> [Reading text]
Reflections on Robin Williams’ recent death have been widely broadcast and varied in their sympathy. This is often the case for opinions on mental health in general.If one positive can even be suggested to come out of such a tragic event, it could be at least that the historically taboo topic of mental health illness has been brought into the public spotlight. When 1 in 4 people across the UK experience a mental health problem of some description during their lifetime, and 8-12% of the population suffer from depression in any given year, it would seem that it is necessary to shed this stigma and start talking. Similarly, the fact that, last year, over 6,000 people in the UK committed suicide, and one person took their own life every 14 minutes in the US, is indicative that the time has come to acknowledge that we ought to be beyond the ‘social shame’ that is too often attached to mental health issues.

> [Source material]
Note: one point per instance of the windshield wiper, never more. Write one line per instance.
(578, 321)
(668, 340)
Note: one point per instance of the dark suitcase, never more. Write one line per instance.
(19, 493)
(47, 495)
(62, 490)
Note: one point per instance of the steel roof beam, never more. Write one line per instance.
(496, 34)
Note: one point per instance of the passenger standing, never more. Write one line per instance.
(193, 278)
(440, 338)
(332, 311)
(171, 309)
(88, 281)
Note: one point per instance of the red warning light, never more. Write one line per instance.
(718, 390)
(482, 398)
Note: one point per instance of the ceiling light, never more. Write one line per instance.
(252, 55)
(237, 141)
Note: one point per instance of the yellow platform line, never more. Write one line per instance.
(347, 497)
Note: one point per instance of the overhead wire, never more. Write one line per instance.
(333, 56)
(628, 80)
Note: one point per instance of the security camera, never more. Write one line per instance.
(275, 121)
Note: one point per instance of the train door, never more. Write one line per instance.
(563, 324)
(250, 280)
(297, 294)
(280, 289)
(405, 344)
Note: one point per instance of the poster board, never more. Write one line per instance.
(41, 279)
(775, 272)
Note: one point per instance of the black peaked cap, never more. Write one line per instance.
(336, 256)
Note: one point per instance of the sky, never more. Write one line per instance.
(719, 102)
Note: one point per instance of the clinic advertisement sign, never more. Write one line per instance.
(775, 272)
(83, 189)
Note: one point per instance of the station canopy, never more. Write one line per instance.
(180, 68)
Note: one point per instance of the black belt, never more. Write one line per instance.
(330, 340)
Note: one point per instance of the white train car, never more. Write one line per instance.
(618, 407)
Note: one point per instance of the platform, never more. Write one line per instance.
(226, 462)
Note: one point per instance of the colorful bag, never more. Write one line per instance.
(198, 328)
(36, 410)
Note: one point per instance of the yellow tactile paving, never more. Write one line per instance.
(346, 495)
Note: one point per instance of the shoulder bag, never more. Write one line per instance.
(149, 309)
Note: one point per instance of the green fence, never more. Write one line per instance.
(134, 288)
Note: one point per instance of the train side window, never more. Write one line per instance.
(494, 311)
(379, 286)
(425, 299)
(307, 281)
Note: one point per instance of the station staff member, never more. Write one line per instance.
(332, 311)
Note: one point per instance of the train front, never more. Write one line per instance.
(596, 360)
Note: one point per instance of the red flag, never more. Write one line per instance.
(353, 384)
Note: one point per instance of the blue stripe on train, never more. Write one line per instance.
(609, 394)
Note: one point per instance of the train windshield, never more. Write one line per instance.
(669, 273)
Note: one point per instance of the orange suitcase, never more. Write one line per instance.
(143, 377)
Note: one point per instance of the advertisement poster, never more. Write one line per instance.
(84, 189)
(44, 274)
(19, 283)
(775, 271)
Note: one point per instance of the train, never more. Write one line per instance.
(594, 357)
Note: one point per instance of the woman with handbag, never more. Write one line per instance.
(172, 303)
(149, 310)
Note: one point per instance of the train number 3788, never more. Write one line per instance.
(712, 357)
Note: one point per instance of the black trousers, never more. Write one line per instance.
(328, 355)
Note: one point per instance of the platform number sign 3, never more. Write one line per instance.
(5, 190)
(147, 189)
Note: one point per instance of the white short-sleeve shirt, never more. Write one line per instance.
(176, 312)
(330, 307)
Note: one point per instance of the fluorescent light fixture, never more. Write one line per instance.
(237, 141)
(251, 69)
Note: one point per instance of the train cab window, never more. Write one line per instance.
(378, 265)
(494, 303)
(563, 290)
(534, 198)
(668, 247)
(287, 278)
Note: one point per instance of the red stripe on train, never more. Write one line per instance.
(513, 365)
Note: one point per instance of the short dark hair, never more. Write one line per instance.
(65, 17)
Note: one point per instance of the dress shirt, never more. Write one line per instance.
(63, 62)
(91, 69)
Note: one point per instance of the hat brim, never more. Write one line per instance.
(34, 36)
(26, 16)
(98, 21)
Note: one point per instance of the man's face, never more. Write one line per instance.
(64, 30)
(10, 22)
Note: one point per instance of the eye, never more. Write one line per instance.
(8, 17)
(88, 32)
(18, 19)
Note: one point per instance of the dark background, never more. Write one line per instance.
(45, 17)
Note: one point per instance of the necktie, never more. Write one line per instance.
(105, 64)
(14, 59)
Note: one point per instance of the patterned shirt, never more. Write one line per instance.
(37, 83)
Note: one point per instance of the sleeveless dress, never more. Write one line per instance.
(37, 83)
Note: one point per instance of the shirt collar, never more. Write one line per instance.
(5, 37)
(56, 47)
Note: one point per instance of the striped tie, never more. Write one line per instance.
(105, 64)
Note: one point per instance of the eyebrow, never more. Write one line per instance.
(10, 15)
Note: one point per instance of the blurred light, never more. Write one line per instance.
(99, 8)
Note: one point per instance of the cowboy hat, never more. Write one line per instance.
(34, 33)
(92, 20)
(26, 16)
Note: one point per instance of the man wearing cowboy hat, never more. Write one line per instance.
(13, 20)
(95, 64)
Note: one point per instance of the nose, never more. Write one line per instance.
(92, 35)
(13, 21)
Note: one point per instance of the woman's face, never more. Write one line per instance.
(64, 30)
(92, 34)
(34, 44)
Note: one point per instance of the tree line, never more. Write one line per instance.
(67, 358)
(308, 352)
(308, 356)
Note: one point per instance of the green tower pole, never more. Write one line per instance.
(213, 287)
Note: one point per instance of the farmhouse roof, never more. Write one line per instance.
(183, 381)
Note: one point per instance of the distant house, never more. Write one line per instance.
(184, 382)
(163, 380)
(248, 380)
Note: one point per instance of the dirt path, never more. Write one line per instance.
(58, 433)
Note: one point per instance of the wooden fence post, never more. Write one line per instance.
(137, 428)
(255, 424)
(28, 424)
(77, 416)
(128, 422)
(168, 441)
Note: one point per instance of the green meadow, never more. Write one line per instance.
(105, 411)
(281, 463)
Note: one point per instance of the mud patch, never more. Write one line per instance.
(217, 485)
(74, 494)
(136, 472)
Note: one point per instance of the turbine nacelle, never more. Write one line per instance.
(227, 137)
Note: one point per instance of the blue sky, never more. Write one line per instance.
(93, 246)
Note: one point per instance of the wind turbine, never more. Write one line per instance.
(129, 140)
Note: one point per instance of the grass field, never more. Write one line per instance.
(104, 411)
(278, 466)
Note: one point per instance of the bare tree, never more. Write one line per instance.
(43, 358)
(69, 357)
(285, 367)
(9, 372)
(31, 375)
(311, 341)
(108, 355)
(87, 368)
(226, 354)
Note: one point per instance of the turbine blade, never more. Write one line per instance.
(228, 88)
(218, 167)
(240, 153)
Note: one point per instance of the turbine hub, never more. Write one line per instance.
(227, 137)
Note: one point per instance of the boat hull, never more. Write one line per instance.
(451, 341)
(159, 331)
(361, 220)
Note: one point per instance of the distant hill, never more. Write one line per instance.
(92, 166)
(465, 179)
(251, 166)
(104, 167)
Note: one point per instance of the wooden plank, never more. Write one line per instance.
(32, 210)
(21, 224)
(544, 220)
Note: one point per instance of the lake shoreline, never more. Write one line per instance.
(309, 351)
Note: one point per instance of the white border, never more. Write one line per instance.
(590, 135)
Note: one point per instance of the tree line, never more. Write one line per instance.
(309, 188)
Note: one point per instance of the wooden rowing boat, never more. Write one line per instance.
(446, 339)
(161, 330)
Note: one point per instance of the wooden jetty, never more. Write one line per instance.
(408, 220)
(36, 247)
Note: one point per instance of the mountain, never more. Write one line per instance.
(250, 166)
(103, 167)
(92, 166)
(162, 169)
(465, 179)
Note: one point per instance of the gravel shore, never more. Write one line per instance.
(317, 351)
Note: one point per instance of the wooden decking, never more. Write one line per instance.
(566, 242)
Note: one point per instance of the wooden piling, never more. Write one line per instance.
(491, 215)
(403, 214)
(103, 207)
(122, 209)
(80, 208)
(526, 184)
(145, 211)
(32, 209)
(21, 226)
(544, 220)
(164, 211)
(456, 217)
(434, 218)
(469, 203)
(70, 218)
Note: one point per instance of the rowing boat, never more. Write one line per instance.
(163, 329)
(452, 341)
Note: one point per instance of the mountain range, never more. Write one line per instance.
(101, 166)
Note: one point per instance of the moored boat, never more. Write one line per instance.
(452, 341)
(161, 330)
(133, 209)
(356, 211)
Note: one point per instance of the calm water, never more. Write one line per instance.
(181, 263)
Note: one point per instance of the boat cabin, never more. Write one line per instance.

> [Parts of the exercise]
a. Decide whether each statement agrees with the mental health passage: (i) In the UK, 1 in 4 people experience a mental health problem during their lifetime. (ii) Last year, over 10,000 people in the UK committed suicide. (iii) In the US, one person took their own life every 14 minutes. Answer yes or no for each, quoting the deciding words of the passage.
b. Carry on the mental health passage, starting after its final sentence.
The rows are separate material and have no connection to the mental health passage.

> [Responses for each task]
a.
(i) Yes: "1 in 4 people across the UK experience a mental health problem of some description during their lifetime"
(ii) No: "over 6,000 people in the UK committed suicide"
(iii) Yes: "one person took their own life every 14 minutes in the US"

b.
The main problem with attitudes toward mental health, I would argue, comes from a lack of understanding and education. Amid the widely broadcast series of opinions of Williams’ death, the most succinct and enlightening observation was that the cause of Robin Williams’ death was not suicide, but depression. There is an obvious widespread lack of meaningful education or information. This unfortunately leads to a narrative of ignorance alongside media and social misrepresentation. Consequently, many people have their perception of mental illness fundamentally flawed from the offset. When someone suffers from cancer and the condition becomes terminal, the ultimate cause of death, such as a seizure or stroke is never given, it is stated that they died of cancer. In this sense, the seizure is a fatal outcome of cancer, in the same way that suicide can be (and was for Robin Williams) a fatal outcome of depression.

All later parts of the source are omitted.